WHAT IS ASKED:
Copy the lines below word for word, starting with the line that contains "thyme leaf in the photo above." and ending with the final line.

## start PROVIDED DATA

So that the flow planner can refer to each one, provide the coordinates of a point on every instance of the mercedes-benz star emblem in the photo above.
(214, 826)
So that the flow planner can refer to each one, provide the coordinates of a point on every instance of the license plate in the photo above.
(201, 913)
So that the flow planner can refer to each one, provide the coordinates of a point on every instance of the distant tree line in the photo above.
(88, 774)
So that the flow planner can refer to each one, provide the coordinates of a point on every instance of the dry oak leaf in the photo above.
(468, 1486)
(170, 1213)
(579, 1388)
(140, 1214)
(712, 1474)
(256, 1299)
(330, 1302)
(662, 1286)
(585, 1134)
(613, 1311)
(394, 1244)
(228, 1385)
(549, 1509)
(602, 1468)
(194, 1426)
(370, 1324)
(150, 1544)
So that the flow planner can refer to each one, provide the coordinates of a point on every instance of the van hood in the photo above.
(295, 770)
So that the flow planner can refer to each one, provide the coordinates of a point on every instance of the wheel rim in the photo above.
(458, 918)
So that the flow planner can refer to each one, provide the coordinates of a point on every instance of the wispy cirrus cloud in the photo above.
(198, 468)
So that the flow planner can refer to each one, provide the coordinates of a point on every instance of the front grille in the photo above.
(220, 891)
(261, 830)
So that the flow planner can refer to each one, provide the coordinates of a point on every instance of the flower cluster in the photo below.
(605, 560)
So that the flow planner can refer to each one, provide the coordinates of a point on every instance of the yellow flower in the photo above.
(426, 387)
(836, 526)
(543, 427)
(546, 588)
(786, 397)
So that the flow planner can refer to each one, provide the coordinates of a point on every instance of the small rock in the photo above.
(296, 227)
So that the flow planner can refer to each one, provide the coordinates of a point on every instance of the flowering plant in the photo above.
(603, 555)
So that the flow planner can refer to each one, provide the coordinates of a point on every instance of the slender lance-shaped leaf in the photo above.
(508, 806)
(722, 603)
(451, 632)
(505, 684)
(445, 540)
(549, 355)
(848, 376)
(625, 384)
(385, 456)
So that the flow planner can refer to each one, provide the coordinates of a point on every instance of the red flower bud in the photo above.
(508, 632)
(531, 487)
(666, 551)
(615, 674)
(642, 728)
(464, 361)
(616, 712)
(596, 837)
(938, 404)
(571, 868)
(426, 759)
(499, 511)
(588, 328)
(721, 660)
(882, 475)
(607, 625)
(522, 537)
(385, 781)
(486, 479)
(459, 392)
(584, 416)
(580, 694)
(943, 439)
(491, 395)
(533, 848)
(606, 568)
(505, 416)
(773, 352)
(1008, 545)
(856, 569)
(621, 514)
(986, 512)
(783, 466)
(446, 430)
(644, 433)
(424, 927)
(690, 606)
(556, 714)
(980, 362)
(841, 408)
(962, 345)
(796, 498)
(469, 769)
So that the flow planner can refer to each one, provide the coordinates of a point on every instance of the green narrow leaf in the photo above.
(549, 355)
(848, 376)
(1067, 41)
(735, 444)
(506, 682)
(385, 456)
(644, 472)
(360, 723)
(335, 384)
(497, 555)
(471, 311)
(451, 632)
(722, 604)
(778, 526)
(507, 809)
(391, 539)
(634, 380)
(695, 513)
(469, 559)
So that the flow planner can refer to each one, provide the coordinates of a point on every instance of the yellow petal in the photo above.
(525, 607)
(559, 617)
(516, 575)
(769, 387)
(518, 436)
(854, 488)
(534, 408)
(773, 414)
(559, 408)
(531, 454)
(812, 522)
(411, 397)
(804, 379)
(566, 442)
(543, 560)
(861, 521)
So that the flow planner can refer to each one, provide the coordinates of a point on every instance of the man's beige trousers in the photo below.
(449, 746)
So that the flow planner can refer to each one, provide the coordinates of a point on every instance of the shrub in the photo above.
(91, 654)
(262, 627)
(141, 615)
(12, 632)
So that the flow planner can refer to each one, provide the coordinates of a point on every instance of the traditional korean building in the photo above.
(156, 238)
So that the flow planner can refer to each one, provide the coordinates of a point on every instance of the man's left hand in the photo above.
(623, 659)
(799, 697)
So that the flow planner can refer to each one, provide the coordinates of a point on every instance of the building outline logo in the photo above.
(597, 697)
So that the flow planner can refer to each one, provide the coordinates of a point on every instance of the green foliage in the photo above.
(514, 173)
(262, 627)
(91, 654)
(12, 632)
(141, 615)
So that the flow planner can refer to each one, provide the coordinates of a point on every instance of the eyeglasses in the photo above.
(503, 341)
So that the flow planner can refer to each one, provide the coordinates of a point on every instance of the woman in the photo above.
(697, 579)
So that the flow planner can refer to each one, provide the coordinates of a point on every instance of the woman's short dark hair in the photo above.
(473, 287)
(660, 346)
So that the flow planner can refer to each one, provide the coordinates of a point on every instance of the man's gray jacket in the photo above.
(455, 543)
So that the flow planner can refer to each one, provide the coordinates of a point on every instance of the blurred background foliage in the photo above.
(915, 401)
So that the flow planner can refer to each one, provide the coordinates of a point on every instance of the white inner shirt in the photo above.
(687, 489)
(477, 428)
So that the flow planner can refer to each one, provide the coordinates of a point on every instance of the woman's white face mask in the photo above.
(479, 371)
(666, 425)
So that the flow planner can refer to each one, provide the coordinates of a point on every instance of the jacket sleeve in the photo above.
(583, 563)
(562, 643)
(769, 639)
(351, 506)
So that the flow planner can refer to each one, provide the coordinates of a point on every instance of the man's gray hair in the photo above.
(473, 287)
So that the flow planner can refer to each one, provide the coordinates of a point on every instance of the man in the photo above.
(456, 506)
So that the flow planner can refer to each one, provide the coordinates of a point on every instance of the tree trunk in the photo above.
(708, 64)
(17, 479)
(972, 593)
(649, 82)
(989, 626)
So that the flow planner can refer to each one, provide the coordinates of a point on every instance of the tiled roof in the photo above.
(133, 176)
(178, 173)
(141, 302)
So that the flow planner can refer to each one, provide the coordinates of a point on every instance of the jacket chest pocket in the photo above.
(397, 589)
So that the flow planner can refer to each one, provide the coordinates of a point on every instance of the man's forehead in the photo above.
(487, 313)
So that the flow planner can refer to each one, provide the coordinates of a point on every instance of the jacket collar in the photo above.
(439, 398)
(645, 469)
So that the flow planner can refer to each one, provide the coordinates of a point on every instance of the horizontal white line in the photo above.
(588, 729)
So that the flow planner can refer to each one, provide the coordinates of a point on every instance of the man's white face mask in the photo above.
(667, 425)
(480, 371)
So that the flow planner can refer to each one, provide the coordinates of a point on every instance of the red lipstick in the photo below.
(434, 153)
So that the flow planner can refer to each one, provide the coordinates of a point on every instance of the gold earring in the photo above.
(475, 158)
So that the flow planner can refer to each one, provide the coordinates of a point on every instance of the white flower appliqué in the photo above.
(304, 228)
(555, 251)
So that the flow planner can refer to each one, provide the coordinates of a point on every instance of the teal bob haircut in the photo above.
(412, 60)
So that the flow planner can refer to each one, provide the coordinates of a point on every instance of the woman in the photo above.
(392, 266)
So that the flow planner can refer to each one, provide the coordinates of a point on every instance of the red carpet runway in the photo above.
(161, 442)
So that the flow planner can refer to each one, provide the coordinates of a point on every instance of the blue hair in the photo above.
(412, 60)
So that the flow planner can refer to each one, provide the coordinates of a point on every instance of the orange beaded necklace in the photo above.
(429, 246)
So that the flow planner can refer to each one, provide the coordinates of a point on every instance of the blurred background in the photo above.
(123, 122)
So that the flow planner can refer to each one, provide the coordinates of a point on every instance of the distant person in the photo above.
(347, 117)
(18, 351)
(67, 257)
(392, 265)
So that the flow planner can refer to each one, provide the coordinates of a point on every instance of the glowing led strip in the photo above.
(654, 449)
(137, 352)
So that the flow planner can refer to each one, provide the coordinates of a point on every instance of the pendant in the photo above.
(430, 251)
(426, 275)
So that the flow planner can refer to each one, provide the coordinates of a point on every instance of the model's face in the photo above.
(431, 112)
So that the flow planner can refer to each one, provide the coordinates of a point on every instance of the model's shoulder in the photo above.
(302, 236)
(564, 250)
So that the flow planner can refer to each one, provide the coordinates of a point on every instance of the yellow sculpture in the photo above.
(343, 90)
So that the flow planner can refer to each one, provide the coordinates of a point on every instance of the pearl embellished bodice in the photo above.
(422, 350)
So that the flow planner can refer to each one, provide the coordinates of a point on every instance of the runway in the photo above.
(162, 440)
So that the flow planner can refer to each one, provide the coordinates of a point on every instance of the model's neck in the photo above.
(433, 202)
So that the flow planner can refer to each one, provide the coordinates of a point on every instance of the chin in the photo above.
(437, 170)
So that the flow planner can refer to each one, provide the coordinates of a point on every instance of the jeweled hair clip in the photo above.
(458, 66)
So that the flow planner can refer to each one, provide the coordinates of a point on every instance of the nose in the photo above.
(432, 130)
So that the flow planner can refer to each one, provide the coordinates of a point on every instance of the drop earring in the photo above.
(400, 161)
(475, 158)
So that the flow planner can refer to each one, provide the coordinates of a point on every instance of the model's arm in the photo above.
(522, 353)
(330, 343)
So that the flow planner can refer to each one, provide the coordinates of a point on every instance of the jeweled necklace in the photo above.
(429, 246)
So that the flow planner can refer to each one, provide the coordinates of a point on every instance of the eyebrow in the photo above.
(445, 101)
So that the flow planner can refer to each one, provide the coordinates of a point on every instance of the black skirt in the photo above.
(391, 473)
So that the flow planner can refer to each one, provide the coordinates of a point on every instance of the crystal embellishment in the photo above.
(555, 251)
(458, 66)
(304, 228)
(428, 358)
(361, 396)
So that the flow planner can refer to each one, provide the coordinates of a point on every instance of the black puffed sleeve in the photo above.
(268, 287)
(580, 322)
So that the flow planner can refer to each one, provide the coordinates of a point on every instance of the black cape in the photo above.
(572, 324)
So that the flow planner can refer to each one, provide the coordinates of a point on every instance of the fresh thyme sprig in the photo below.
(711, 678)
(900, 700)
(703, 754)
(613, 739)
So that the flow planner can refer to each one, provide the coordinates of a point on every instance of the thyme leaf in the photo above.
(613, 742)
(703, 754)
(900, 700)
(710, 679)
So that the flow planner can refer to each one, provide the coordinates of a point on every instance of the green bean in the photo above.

## end PROVIDED DATA

REPLY:
So that the flow planner can refer to each one, provide the coordinates of a point on every instance of the thyme leaf in the photo above.
(613, 742)
(703, 754)
(900, 700)
(710, 679)
So that the flow planner can refer to each one, provide the coordinates of a point on every instance of the green bean in the photo above.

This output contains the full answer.